[EXERCISE]
Reproduce the records below word for word, starting with the line that contains "Find the framed poster;" and going on through the final line of the records.
┌────────
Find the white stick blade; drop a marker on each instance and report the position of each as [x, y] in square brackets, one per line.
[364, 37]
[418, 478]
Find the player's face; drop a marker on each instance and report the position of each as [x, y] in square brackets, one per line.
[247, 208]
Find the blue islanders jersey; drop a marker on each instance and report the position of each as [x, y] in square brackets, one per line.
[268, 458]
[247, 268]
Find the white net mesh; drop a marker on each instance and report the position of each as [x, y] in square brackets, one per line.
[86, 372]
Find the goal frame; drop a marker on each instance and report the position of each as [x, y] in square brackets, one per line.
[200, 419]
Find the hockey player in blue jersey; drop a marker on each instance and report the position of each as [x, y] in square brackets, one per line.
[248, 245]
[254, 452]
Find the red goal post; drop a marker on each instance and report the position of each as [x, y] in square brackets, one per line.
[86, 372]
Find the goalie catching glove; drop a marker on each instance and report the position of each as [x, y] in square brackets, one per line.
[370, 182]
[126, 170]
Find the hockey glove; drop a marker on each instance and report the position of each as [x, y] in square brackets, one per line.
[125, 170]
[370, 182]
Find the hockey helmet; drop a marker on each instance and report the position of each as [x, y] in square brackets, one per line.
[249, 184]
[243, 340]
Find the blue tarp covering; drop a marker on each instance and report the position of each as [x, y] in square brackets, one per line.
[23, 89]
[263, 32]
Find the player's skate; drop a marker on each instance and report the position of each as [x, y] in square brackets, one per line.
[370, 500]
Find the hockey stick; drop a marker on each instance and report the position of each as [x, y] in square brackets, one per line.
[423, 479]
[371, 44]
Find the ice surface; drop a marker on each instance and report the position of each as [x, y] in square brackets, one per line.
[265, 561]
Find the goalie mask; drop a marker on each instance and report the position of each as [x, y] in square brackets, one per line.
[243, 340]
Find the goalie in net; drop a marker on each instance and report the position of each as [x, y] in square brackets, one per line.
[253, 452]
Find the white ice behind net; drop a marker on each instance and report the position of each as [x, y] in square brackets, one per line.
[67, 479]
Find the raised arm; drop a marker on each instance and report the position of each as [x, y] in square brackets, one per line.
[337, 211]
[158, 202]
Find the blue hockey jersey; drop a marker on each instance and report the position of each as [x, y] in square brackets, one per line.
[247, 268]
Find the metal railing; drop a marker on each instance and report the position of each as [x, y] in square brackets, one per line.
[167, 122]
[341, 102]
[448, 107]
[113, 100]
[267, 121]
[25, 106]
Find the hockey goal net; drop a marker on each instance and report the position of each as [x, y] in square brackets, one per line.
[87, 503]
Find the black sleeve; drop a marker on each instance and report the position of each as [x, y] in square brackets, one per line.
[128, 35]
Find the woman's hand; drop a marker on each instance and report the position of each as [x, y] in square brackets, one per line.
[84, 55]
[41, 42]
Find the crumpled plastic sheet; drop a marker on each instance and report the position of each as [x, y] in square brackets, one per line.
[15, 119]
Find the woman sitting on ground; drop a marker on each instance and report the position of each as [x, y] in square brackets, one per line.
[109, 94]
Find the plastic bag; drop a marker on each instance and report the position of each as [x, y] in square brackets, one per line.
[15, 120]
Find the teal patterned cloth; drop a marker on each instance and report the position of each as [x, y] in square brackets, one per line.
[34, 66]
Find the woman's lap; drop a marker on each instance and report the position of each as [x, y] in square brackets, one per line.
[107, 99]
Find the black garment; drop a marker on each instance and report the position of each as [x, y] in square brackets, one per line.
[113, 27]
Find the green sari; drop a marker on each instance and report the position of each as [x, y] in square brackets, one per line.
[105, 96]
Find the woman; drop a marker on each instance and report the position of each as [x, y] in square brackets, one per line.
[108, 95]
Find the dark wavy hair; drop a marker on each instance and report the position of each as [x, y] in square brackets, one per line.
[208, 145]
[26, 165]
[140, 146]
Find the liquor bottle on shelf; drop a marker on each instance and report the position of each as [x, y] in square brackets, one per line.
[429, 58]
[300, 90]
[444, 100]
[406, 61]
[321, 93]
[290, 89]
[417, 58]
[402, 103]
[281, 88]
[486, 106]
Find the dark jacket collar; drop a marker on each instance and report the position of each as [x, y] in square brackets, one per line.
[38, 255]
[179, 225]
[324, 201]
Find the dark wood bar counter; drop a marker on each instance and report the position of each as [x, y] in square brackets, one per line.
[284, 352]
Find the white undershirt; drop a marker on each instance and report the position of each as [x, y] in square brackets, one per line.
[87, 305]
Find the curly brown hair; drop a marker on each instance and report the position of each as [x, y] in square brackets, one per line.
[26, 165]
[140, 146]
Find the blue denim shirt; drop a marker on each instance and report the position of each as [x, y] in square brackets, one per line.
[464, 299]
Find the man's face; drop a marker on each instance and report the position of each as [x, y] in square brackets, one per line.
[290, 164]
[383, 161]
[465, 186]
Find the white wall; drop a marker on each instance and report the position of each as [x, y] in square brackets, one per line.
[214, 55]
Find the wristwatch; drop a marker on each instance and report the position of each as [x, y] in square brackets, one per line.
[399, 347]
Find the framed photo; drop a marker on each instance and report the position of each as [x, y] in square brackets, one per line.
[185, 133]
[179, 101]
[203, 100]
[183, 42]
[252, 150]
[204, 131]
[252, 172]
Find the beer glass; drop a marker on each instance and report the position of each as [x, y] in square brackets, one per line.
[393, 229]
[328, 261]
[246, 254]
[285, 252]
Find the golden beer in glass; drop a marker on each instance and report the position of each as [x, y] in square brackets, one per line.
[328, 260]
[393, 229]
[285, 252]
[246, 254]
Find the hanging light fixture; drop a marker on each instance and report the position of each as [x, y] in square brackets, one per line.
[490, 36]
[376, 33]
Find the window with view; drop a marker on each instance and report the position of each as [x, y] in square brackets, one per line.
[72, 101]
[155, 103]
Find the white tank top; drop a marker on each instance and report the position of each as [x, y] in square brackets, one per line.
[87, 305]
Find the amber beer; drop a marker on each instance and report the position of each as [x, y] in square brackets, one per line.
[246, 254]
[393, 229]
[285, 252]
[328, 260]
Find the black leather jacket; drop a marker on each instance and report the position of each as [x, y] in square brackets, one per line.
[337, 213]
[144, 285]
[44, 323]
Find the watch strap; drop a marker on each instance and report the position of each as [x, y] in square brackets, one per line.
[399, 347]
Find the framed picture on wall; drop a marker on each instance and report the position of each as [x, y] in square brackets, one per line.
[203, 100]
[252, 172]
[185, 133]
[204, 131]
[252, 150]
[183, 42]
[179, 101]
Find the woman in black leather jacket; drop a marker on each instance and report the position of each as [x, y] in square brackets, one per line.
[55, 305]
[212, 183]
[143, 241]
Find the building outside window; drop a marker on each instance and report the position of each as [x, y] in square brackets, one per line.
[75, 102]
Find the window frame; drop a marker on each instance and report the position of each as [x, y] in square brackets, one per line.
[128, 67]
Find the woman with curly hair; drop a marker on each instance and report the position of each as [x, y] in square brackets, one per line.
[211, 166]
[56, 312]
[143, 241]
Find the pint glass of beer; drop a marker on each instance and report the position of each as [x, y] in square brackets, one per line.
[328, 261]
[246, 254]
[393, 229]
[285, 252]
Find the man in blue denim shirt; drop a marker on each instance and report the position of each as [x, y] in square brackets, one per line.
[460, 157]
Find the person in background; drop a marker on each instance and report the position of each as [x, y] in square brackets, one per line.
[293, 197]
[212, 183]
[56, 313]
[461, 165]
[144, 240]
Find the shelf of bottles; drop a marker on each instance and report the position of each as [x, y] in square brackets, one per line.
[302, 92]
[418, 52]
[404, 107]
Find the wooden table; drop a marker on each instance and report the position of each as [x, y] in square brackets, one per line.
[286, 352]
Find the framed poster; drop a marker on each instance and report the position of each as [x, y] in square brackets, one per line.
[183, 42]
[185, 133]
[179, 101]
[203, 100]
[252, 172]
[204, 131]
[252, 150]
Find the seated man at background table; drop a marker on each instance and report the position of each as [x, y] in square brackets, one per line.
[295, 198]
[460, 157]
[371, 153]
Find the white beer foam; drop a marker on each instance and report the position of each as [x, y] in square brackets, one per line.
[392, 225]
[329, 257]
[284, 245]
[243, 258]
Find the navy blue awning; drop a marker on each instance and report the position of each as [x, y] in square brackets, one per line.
└────────
[ANSWER TO THIS TASK]
Find the framed poster; drop a marker on each instance and report the position of each as [x, y] in square brackets, one per line.
[183, 42]
[185, 133]
[179, 101]
[203, 100]
[252, 172]
[204, 131]
[252, 150]
Find the seated man at background table; drop a marker on each instance and report the position of each as [x, y] in square brackets, one per line.
[295, 198]
[460, 157]
[371, 153]
Find the white beer foam; drop a marker on each instance and report the position of each as [x, y] in square brackets, one per line.
[392, 225]
[329, 257]
[284, 245]
[243, 258]
Find the navy blue awning; drop a marker on each instance and report the position of each as [x, y] in square brackets, one per line.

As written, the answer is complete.